(TEKSTGEDEELTE)

--- --- ---

Essays in newspapers and cultural magazins
Typography
  • Smaller Small Medium Big Bigger
  • Default Helvetica Segoe Georgia Times
Jos de Mul. Hoe ik bijna boeddhist werd. Trouw. Bijlage Letter en Geest, 25 november 2017, 14-18.

Het gastenverblijf van de Ritsumeikanuniversiteit ligt vlak bij de Ryoan-ji tempel met zijn beroemde zentuin, aan de voet van de heuvels die Kyoto omringen. Terwijl ik mijn gastcolleges over de Griekse tragedie voorbereid,  leest mijn vrouw Gerry over de 1200 kilometer  lange Saigoku-bedevaartstocht naar 33 tempels in de Kansei regio. De tocht viert volgend jaar haar 1300ste verjaardag.

Ik heb, anders dan mijn lief, niet veel talent voor religie. Aan mijn opvoeding heeft dat niet gelegen. Ik groeide op in een Nederlands-hervormd gezin in Terneuzen, waarin voor iedere maaltijd werd gebeden. Elke schooldag begon met een uur bijbelse geschiedenis. Ik genoot van de verhalen en koester nog altijd het plechtstatige Nederlands van de statenbijbel, die mijn vader op zijn dertiende, bij de kerstfeest in 1942 van de zondagschool kreeg. Maar toen ik als dertienjarige van mijn oom Leen een boek over de evolutie te lezen kreeg, verkocht ik mijn ziel aan de wetenschap. Omdat ik die fantastische bijbelverhalen altijd al met een lichte scepsis had aangehoord, was het afscheid van het geloof geen traumatische gebeurtenis en ben ik nooit een militant atheïst à la Richard Dawkins geworden. Als wijsgerig antropoloog fascineert de religie mij nog steeds om wat ze bewerkstelligt, zowel ten goede als ten kwade.

Mijn lief is uit ander, katholiek hout gesneden. Ook zij zei de kerk vaarwel, maar er bleef een spiritueel vuurtje in haar smeulen. Gerry mediteert dagelijks en kan geen kathedraal betreden zonder een kaarsje voor Maria te ontsteken. En nu, in Kyoto, mag ik, ongelovige Thomas, haar vergezellen.

Volgens de legende kreeg monnik Tokudo Shonin in 718 n.C. op zijn sterfbed bezoek van de god van de onderwereld. Die oordeelde dat het nog wat te vroeg was voor opname in de boeddhistische hemel. Hij gaf Tokudo de opdracht de mensheid de 33 verschijningsvormen te gaan verkondigen van Kannon Bosatsu, godin van het mededogen. Als bodhisattva (brenger van verlichting) staat zij de lijdende mens bij en helpt zij de in ieder in aanleg aanwezige boeddha-natuur te realiseren. Tokudo kreeg 33 heilige stempels mee, die samen een ‘paspoort naar het paradijs’ vormen.

--- --- ---

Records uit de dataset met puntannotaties
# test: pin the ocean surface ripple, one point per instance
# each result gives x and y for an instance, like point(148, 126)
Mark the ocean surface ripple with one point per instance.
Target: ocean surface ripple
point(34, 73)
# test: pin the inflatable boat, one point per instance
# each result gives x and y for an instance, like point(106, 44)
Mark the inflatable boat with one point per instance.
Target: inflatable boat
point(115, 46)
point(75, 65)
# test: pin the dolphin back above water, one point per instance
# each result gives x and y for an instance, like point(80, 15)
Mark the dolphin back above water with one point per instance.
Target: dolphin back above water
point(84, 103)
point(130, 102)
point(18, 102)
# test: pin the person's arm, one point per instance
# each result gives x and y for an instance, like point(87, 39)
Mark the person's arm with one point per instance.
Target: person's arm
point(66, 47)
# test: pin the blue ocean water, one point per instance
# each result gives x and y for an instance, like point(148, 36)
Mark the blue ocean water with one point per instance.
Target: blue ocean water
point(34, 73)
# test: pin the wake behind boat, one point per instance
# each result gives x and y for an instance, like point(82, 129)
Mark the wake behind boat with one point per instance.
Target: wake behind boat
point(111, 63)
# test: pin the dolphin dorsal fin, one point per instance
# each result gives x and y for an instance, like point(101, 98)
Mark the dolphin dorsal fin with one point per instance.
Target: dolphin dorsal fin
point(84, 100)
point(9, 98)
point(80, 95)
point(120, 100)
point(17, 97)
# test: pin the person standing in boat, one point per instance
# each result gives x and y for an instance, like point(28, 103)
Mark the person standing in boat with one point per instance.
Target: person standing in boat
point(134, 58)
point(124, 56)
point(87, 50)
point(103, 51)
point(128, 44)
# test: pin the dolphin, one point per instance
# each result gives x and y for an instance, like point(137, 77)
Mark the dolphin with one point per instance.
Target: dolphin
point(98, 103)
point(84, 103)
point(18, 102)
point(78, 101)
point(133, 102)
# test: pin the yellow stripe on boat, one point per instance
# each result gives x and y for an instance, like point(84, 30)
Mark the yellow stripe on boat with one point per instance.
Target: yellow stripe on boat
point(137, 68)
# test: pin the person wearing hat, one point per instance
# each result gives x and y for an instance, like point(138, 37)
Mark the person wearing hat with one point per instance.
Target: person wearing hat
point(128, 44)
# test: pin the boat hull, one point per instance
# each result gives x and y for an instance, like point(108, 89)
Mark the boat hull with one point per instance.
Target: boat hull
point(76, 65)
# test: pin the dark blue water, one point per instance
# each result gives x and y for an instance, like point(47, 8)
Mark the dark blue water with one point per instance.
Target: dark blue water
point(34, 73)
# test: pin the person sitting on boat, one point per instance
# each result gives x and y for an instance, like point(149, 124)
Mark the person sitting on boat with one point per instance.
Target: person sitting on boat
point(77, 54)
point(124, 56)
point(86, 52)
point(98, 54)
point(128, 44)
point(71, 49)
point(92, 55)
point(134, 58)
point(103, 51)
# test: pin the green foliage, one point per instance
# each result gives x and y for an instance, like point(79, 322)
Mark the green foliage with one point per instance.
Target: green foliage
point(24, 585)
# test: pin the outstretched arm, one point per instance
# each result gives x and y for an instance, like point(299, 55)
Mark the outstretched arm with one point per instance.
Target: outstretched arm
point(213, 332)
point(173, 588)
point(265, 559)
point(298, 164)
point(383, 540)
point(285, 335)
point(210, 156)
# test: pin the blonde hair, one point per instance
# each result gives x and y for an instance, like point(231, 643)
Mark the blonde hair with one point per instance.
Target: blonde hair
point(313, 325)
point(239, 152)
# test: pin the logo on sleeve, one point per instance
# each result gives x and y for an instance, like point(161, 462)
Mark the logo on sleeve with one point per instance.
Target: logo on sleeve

--- --- ---

(OPGAVE)
Noem de plaats waar de verteller van het essay is opgegroeid. De lijst is voor deze opdracht niet nodig.

(JUIST RESULTAAT)
Terneuzen.